Entries from a dataset
- - -

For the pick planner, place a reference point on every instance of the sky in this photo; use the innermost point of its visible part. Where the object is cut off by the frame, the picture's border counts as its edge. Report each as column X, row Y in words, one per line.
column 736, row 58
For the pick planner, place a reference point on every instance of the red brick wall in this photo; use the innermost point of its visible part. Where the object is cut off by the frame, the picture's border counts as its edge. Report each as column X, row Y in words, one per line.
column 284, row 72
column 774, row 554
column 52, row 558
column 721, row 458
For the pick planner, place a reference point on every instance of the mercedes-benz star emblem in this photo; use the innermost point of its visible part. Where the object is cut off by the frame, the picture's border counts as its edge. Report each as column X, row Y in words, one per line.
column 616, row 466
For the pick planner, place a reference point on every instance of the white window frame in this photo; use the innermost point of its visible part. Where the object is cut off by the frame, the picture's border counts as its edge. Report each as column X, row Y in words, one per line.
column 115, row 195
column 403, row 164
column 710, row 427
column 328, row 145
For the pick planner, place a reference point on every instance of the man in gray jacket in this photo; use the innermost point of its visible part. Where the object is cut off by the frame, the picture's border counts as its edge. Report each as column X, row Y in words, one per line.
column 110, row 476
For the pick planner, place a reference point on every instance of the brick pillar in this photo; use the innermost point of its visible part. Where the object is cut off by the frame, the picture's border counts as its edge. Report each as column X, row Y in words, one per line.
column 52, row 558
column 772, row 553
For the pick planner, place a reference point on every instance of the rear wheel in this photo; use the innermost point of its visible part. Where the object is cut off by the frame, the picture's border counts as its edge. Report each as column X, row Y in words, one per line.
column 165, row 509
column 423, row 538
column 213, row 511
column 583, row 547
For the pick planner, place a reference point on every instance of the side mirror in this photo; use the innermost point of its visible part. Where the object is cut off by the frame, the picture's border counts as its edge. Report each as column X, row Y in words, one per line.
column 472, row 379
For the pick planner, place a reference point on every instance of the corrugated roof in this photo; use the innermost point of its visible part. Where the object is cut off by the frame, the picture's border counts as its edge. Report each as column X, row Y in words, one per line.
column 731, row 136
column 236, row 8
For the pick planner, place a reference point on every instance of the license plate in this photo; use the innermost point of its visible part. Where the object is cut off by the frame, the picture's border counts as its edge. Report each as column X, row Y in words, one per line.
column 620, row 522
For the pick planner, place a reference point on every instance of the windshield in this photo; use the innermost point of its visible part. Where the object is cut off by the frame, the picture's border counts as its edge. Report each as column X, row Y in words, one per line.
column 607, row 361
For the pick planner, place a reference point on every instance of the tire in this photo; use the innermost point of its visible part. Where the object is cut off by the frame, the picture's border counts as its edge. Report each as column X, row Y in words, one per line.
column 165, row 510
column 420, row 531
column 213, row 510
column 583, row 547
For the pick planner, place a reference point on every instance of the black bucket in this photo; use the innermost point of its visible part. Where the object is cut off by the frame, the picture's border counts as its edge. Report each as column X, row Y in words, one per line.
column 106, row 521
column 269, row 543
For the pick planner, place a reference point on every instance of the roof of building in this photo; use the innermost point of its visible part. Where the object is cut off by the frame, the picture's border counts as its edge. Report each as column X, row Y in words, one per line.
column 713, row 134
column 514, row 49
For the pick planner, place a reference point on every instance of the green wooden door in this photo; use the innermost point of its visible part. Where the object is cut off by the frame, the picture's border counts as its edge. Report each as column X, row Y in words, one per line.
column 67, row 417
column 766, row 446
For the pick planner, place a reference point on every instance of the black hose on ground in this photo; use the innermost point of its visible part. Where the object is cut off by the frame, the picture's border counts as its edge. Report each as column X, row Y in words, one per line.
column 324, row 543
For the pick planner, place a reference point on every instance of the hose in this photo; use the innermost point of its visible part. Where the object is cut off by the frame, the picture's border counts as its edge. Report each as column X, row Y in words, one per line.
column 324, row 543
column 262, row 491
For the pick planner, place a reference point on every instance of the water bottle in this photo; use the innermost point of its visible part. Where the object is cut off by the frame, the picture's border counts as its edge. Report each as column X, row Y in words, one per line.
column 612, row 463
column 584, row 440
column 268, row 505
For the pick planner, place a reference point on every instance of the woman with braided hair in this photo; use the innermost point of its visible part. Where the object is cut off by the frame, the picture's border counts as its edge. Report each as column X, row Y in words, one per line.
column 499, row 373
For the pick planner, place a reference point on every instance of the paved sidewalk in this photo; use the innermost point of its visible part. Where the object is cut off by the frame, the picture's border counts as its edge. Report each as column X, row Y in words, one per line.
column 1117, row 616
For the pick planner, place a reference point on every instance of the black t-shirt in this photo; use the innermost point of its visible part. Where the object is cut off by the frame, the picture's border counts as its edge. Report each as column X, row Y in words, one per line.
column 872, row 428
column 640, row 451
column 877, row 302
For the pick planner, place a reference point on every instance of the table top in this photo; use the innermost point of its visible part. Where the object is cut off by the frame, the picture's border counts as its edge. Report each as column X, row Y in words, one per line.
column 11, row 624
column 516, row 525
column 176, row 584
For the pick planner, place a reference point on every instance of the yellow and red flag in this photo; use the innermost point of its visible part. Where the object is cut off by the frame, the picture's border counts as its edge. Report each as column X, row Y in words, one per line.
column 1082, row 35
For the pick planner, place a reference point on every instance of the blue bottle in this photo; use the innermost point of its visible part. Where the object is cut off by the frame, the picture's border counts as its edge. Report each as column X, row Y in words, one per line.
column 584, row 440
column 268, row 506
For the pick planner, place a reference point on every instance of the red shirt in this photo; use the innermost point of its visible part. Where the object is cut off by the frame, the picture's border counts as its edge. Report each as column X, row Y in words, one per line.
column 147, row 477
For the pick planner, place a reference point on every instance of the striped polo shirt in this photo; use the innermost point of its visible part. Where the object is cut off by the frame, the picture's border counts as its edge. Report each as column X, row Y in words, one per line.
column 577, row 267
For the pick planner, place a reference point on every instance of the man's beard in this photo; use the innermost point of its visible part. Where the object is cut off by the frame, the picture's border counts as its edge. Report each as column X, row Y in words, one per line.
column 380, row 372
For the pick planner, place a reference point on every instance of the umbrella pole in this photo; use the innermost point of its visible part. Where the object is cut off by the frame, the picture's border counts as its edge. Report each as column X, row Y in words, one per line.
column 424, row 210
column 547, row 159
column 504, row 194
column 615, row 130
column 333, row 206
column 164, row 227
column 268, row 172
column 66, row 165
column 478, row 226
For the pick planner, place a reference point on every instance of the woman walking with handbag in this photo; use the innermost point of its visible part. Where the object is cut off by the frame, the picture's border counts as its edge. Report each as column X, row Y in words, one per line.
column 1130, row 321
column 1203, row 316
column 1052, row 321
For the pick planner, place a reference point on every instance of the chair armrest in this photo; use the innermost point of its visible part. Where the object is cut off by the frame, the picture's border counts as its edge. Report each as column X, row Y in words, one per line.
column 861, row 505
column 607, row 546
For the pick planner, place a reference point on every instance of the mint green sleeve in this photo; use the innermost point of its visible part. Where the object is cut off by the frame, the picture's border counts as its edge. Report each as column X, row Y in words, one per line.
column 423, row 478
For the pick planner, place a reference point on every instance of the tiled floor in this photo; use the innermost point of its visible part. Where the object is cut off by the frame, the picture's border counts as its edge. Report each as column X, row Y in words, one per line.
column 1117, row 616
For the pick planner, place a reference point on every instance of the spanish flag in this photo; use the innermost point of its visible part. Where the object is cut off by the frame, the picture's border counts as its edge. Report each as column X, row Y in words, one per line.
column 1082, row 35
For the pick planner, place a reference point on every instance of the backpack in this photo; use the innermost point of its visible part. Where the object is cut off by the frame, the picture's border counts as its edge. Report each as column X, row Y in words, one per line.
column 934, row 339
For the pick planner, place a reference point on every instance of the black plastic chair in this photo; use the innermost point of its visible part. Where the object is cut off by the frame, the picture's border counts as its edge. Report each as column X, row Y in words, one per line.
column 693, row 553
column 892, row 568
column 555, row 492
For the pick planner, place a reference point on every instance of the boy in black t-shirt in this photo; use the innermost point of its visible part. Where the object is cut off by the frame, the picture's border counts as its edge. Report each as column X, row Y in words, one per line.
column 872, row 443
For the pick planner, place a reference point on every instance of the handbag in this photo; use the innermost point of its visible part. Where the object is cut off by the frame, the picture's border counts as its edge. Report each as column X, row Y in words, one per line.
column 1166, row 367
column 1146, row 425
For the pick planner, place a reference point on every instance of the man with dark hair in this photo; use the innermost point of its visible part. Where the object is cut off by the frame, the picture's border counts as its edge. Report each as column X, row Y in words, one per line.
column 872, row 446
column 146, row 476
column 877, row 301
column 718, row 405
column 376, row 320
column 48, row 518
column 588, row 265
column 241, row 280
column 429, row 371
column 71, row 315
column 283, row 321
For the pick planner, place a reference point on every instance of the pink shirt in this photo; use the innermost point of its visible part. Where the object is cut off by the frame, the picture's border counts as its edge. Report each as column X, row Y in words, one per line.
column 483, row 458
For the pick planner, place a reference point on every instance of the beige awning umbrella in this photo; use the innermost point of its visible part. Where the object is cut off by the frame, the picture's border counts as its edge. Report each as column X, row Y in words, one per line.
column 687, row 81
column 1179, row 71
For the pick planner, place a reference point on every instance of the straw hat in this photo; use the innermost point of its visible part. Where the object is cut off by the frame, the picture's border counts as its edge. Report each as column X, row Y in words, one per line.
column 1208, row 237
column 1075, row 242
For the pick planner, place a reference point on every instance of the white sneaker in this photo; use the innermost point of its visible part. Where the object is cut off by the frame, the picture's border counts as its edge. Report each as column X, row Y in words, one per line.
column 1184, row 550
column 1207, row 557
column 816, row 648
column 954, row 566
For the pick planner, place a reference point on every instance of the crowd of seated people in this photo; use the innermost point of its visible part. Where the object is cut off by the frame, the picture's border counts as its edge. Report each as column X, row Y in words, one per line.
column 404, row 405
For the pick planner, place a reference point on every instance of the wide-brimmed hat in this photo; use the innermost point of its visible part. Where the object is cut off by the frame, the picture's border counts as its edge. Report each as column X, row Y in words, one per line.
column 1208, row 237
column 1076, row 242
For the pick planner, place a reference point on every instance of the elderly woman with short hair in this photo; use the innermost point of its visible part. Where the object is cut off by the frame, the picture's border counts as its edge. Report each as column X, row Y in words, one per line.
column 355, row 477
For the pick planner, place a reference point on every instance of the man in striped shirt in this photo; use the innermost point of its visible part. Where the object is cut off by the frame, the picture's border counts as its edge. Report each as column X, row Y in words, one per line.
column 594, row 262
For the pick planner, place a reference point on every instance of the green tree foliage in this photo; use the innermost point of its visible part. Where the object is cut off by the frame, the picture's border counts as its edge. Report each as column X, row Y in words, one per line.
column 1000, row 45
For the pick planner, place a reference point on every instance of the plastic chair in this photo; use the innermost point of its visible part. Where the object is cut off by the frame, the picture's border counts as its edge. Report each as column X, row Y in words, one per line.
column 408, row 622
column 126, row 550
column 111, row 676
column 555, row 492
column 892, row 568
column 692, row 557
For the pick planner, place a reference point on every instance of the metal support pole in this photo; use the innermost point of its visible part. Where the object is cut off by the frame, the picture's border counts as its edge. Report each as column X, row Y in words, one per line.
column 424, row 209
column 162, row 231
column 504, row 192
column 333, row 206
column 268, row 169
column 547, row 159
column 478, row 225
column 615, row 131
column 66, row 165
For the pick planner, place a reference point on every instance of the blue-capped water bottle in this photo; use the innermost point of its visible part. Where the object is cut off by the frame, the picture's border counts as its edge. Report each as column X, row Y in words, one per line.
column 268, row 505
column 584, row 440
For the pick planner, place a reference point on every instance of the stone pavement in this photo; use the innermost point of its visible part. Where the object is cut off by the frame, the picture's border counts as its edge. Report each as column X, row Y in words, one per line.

- - -

Task directions :: Duplicate the entries above word for word, from the line with "of the windshield" to the line with "column 607, row 361", including both of those lines.

Task answer ::
For the pick planner, place a reference point on every instance of the windshield in this photo; use the innermost point of its visible part. Where the object is cut off by the frame, the picture's border counts as its edge. Report each as column X, row Y in words, one per line.
column 607, row 361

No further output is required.